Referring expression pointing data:

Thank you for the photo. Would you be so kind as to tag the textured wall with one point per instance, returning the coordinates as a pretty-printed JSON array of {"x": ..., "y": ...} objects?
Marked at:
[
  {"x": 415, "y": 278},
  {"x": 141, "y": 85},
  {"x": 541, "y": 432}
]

TASK DETAILS:
Each line of the data is to be transcribed exactly.

SOLUTION TO THIS EXERCISE:
Thank you for the photo. Would you be so kind as to tag the textured wall with one point per instance, returning the coordinates as a pretty-printed JSON array of {"x": ..., "y": ...} objects?
Marked at:
[
  {"x": 415, "y": 278},
  {"x": 141, "y": 85},
  {"x": 541, "y": 432}
]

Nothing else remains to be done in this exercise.